## WORK TO BE COMPLETED
Output the entries verbatim, including every line.

☆ ☆ ☆ ☆ ☆

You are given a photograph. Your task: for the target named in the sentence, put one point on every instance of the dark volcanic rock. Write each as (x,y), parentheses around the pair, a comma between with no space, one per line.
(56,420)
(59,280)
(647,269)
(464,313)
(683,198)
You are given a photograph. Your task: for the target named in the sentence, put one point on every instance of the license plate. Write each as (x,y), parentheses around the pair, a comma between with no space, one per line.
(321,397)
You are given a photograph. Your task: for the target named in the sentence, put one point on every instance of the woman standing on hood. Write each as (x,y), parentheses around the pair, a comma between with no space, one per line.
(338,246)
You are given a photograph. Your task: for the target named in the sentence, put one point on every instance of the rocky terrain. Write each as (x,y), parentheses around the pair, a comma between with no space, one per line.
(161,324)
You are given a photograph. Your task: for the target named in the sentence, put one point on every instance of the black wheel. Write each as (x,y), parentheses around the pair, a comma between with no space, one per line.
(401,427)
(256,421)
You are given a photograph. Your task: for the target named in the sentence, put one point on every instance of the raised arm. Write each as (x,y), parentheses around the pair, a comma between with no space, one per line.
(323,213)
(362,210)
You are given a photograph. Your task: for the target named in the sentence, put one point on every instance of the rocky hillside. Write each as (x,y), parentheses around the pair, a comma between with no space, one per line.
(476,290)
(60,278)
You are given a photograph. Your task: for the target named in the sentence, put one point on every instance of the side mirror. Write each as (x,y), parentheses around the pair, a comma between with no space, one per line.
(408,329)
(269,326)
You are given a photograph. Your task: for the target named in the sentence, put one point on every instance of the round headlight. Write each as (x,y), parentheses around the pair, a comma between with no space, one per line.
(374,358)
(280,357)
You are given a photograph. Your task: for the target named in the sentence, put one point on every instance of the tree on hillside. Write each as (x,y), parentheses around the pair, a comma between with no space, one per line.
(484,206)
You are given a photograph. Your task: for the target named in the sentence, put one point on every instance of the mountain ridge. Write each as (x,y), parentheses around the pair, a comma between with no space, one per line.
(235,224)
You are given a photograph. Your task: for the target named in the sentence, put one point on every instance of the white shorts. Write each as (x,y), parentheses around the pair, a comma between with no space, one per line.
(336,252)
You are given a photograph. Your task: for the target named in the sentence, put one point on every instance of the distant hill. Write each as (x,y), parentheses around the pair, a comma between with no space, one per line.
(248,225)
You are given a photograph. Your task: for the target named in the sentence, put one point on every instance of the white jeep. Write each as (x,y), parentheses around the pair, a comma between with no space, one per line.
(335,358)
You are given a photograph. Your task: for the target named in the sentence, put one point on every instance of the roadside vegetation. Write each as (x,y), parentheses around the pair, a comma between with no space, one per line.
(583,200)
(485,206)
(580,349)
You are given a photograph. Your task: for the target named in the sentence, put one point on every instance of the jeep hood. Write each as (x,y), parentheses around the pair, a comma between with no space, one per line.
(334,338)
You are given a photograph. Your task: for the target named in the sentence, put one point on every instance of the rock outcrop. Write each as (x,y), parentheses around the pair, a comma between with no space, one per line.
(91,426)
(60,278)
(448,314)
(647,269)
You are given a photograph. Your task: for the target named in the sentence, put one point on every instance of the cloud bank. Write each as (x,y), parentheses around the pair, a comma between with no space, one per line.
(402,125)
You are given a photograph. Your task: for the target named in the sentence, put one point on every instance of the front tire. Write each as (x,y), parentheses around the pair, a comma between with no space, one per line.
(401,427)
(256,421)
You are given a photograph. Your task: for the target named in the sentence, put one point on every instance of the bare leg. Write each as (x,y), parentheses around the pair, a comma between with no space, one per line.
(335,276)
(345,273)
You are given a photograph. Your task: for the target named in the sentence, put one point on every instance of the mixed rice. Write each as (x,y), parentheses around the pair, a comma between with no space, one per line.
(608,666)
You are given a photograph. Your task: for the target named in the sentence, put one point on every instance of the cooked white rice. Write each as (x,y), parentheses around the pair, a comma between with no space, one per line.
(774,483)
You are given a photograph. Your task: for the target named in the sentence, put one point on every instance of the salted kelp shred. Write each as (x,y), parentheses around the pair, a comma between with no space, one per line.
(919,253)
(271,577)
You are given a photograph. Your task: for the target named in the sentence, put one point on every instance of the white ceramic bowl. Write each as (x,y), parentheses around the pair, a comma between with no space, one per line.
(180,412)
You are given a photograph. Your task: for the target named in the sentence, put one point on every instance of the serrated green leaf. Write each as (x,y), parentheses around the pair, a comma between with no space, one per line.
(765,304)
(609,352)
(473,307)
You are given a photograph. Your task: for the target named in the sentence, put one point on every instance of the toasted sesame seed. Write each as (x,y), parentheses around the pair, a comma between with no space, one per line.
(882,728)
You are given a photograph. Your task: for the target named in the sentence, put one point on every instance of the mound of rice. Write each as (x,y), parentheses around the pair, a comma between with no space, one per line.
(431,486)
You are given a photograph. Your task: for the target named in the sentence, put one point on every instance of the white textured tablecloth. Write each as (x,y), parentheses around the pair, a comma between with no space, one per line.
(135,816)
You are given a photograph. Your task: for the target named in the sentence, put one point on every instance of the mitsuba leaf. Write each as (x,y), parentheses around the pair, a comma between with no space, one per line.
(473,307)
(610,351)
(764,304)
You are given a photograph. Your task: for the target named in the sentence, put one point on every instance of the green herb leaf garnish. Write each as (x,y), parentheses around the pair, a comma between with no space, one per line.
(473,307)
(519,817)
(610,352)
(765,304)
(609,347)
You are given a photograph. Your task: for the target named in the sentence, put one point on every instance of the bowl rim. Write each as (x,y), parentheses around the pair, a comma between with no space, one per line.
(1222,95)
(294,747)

☆ ☆ ☆ ☆ ☆

## EXPECTED ANSWER
You are given a photograph. Your task: for the target named in the sentence, put one point on every instance of the dark volcanic rock. Write each as (x,y), parentheses around the pair, a comma between with no space, one per line.
(56,420)
(59,280)
(647,269)
(464,313)
(683,198)
You are given a photograph. Your task: for the target named in the sentence, put one point on every instance of the license plate. Write each as (x,y), parentheses around the pair, a comma between with no space, one per line.
(321,397)
You are given a photograph. Your task: for the target named in the sentence, put one point on every instance of the woman standing on hood. Write each as (x,y), parentheses around the pair, a comma between with no space, one per line.
(338,246)
You are given a photograph. Your task: for the target named in the sentence, put one point on every instance of the rocky terrain. Write each as (x,y), parentheses around the pair, a comma between with no space, one per line.
(161,324)
You are given a photograph. Your task: for the target named in the sentence, put one point on every instance of the black wheel. Write each as (x,y), parentheses around the pair, a comma between with no space, one per line.
(401,427)
(256,421)
You are given a photograph. Your task: for the target named in the sentence, put one point on every instance of the raised arm. Write each as (x,y), parentheses around the pair, a comma between with no space, one per line.
(323,213)
(362,210)
You are given a photograph. Your task: for the target named in the sentence, put one point on every instance of the rocky hillside. Write each as (x,y), parentheses around the pair, a comma between with no space, one per line.
(476,290)
(60,278)
You are given a photograph. Your task: for the target named in the sentence, put one point on every instance of the side mirror. Write each as (x,y), parentheses around the pair, a comma between with no space, one per line.
(408,329)
(269,326)
You are given a photograph. Your task: for the target named in the sentence, put one point on every instance of the round headlight. Write each as (x,y), parentheses around the pair, a comma between with no space, one per line.
(374,358)
(280,357)
You are given a photograph. Your task: for the target named in the sentence, put one point on every instance of the tree on hillside. Write each as (x,y), parentheses around the pair, a comma between with no space, one per line.
(484,206)
You are given a photograph. Your task: for the target named in the sentence, put one point on every instance of the mountain ridge. Write each as (x,y), parentheses around the pair, a comma between with no space, one per line.
(235,224)
You are given a photograph. Your task: for the target named in the sentence, put one point on every instance of the white shorts. Write each as (x,y), parentheses around the pair, a comma between with no space, one per line.
(336,252)
You are given a photograph. Your task: for the target named in the sentence, put one point on every instance of the distant hill. Write each as (x,y), parentheses around the pair, a comma between with no space, one per line.
(248,225)
You are given a photograph. Your task: for the target named in the sentence, put one point on every instance of the white jeep. Write each as (x,y), parentheses around the pair, a comma between with no space, one per line.
(335,358)
You are given a photograph. Your task: for the target named in the sentence, put one point on every instance of the roadside vegetation. Write each as (x,y), parentheses around the pair, a comma between with no space, one per line.
(583,200)
(485,206)
(580,349)
You are given a photograph. Your task: for the target named in the sentence, put one point on every instance of the jeep hood. Write each as (x,y), parentheses around the pair, a comma between with no space, one per line.
(334,338)
You are given a photograph. Your task: for the target named in the sentence, put one point on every instance of the rock outcrop. Write each as (x,y), parentheses around the pair, a comma between with no space, one per line.
(91,426)
(60,278)
(448,314)
(647,269)
You are given a photograph. Your task: for the target named in the sentence, put one point on every instance of the cloud bank. Write each as (x,y), parentheses around the pair, a comma between with no space, one per line.
(402,125)
You are given a photograph. Your task: for the target named in the sentence, put one point on every instance of the front tire. Write each as (x,y), parentheses around the pair, a comma between with no space, one per line.
(401,427)
(256,421)
You are given a photograph. Your task: for the target named in the sentence, put one point on every instance of the bare leg. Write each as (x,y), parentheses around the pair, a comma between with no space, one per line.
(335,276)
(345,273)
You are given a photograph. Your task: for the target named in the sentence, put one point on every instance of the mixed rice. Write each as (x,y), parentheses around the pair, a comma between with no space, one per line.
(608,666)
You are given a photograph. Your task: for the target named in the sentence, put one point on every instance of the cooked white rice. Write each as (x,y), parentheses around the pair, a comma between with no space, one per line.
(774,483)
You are given a photograph. Your task: for the target named in the sentence, put one point on every instance of the salted kelp shred. Write each as (x,y), parentheses around the pair, a comma between with no space, one per line.
(919,253)
(271,577)
You are given a photograph. Your task: for the target named in the sentence, put one point on every instance of the white ceramic bowl. Write each as (x,y), parentheses around the pair, a comma between with no space, one per line.
(180,412)
You are given a photograph. Your task: for the target named in the sentence, put one point on every instance of the serrated green leaf. Write each as (x,y), parentheses around the pair, a comma between with no space, one per line.
(765,304)
(609,352)
(473,307)
You are given a photograph. Your task: for the target named in the sentence, put one point on every instance of the toasted sesame seed. Write each as (x,y), parentheses around the pair, a comma between with no space, one per line.
(882,728)
You are given a photograph. Your task: for the target named in the sentence, put one point on every instance of the mound of rice. Write each as (x,y), parentheses around the pair, a comma between with no space, one per line.
(431,486)
You are given a photograph. Your task: for the target named in the sentence, put one point on every instance of the white textured tablecloth. Write each as (x,y), parentheses around the pair, a comma between with no space, one per line.
(135,816)
You are given a photograph. Your task: for the target named in the sentence, put one point on every instance of the mitsuba leaf. Write each as (x,y), parentheses around the pair, a comma between with no space, one per line.
(473,307)
(610,351)
(764,304)
You are given a photograph. Your task: for the target named in the sentence, put one point on every instance of the green herb leaf garnish. Write each as (x,y), parentheses around the pair, a comma between with no space, one per line.
(473,307)
(519,817)
(610,352)
(765,304)
(609,347)
You are given a photograph. Your task: for the target named in the sentence, put one point on every instance of the bowl rim. Write each as (x,y), parentheses around the pair, a comma between with no space, one per line.
(1222,95)
(294,747)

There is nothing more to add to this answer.